Set task: Reproduce verbatim everything in the listing below, from the line containing "GET /v1/locate?query=wooden fence post" down to the line containing "[0,12,74,37]", both lines included. Omit the pictures from your reproduction.

[Source data]
┄┄┄┄┄┄┄┄┄┄
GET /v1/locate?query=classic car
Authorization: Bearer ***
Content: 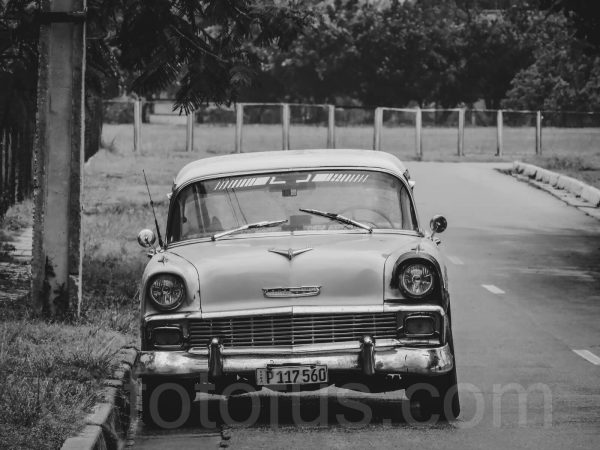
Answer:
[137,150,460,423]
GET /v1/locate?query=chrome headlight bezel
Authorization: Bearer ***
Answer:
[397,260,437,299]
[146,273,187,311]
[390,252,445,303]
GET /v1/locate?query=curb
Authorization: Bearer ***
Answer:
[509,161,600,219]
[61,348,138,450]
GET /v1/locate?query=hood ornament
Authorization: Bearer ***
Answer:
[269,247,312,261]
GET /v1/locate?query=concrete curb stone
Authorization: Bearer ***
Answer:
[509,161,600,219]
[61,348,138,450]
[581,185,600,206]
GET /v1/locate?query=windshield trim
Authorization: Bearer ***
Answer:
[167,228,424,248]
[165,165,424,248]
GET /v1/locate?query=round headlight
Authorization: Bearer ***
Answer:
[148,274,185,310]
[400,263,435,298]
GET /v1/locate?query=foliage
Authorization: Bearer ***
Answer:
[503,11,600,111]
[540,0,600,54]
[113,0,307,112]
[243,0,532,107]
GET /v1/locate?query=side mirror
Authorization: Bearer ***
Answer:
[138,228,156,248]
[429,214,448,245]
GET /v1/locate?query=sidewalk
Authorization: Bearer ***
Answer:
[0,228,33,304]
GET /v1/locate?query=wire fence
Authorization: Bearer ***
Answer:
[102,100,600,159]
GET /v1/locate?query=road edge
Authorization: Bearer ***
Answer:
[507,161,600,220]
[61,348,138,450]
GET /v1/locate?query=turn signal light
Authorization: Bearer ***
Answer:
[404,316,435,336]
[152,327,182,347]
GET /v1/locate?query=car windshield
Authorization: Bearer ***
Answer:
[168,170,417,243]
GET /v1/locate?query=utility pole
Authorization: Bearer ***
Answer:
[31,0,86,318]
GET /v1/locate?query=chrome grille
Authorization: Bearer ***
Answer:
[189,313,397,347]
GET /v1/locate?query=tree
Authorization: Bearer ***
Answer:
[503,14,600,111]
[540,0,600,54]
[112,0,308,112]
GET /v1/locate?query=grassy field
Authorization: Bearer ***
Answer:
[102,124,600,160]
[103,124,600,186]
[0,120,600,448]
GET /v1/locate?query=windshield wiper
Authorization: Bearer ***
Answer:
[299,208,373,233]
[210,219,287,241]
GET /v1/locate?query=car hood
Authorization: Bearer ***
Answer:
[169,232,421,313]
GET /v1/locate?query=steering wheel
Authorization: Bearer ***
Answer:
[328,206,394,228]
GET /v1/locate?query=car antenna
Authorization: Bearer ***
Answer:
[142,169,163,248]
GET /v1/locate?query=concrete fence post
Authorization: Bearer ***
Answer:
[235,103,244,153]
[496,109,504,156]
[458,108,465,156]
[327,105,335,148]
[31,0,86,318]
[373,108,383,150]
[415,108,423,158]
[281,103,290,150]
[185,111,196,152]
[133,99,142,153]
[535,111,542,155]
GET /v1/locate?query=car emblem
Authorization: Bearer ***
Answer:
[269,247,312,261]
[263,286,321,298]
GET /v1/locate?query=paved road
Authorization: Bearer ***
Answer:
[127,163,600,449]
┄┄┄┄┄┄┄┄┄┄
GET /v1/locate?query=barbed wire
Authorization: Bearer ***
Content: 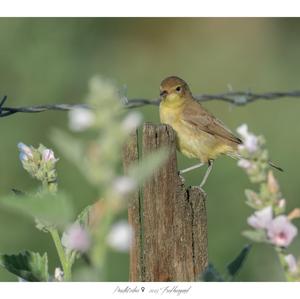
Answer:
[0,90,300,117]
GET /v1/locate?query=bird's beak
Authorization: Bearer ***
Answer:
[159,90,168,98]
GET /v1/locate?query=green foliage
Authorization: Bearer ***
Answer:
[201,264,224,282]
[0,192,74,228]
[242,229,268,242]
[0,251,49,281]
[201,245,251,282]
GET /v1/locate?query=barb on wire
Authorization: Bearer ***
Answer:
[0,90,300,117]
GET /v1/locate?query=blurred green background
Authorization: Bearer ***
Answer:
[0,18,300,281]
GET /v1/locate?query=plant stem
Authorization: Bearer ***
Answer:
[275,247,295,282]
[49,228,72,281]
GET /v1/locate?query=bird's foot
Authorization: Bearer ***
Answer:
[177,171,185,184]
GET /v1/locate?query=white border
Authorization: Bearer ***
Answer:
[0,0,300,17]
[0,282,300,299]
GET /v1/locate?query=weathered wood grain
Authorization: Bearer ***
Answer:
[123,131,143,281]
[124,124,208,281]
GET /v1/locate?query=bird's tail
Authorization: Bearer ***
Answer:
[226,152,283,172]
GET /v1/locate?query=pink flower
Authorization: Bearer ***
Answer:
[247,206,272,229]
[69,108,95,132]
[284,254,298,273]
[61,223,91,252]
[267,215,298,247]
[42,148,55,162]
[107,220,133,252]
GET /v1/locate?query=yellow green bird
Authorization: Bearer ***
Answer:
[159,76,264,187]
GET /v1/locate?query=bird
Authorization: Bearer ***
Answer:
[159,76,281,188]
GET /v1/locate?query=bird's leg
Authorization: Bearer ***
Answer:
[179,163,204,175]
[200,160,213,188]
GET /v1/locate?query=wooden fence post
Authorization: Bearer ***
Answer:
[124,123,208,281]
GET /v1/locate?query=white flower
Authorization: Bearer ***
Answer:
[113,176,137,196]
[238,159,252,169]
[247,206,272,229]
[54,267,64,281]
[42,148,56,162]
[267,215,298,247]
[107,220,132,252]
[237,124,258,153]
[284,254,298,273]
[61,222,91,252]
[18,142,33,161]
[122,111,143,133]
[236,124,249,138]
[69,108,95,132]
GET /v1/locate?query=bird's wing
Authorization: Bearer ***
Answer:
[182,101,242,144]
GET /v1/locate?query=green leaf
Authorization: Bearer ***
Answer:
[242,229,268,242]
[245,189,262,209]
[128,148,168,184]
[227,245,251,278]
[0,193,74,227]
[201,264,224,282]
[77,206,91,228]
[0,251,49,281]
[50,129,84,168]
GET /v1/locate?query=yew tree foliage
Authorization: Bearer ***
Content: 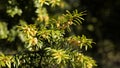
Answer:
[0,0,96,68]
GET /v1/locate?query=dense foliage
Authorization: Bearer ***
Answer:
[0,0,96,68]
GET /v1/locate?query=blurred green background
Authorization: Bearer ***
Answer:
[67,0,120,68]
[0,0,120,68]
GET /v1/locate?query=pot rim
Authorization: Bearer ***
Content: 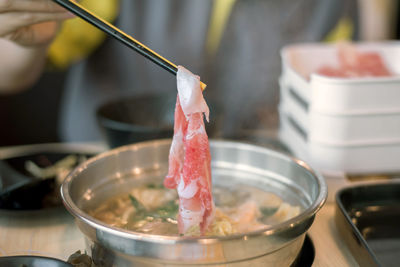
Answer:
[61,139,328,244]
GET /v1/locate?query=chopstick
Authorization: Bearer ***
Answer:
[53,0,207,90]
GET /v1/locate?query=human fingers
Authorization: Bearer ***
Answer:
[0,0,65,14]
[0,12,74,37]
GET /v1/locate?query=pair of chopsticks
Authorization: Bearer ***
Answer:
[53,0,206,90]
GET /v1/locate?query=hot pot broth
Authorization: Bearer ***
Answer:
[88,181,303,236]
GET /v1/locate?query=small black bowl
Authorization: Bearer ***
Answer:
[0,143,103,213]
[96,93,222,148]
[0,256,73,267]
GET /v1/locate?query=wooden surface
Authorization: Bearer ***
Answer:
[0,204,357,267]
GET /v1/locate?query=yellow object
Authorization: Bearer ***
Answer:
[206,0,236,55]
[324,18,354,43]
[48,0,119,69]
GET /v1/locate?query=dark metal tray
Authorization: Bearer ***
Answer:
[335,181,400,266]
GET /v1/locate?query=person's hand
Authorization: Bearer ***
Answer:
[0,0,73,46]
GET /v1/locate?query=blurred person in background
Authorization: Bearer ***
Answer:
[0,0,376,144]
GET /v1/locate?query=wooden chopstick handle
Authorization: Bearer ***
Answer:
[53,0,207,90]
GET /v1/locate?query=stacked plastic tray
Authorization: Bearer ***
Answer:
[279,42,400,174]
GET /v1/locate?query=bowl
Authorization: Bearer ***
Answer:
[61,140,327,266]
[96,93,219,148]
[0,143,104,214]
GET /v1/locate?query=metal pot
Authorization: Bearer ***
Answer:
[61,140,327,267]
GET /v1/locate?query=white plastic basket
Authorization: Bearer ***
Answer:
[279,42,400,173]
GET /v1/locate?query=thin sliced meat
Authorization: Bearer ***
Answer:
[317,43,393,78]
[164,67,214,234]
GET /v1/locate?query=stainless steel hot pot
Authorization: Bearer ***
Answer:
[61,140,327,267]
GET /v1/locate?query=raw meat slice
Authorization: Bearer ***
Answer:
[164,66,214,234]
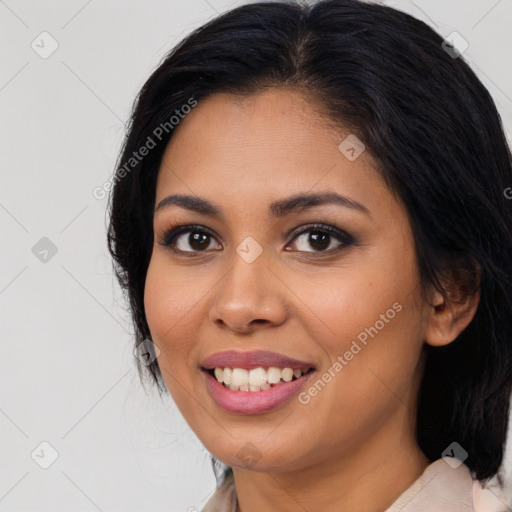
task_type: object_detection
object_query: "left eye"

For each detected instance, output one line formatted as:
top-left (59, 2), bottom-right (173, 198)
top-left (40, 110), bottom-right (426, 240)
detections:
┄┄┄┄┄┄┄┄┄┄
Final result:
GET /v1/locate?query=wooden fence post
Authorization: Bearer ***
Answer:
[124,123,208,281]
GET /v1/locate?query=white flower
Authorization: Bearer ***
Answer:
[113,176,137,196]
[238,159,252,169]
[247,206,272,229]
[54,267,64,281]
[42,148,56,162]
[267,215,298,247]
[107,220,132,252]
[237,124,258,153]
[284,254,298,273]
[61,222,91,252]
[18,142,33,161]
[122,111,143,133]
[236,124,249,138]
[69,108,95,132]
GET /v1/locate?query=bird's wing
Authorization: Bearer ***
Answer:
[182,101,242,144]
GET /v1/locate?query=green leaf
Authorization: Bearer ***
Answer:
[242,229,268,242]
[245,189,262,209]
[128,148,168,184]
[227,245,251,278]
[0,193,74,227]
[201,264,224,282]
[77,206,91,228]
[0,251,49,281]
[50,129,84,168]
GET /v1/locate?query=yew tree foliage
Authorization: Bearer ***
Content: 
Answer:
[0,0,96,68]
GET /v1/locate?query=dense foliage
Authorization: Bearer ***
Answer:
[0,0,96,68]
GET /v1/locate?query=blurred green background
Authorization: Bearer ***
Answer:
[67,0,120,68]
[0,0,120,68]
GET /v1/locate?query=pot rim
Authorization: Bearer ***
Content: 
Answer:
[61,139,328,244]
GET /v1/locate?query=chopstick
Authorization: Bearer ***
Answer:
[53,0,207,90]
GET /v1/locate?query=human fingers
Authorization: Bearer ***
Answer:
[0,0,65,14]
[0,12,74,37]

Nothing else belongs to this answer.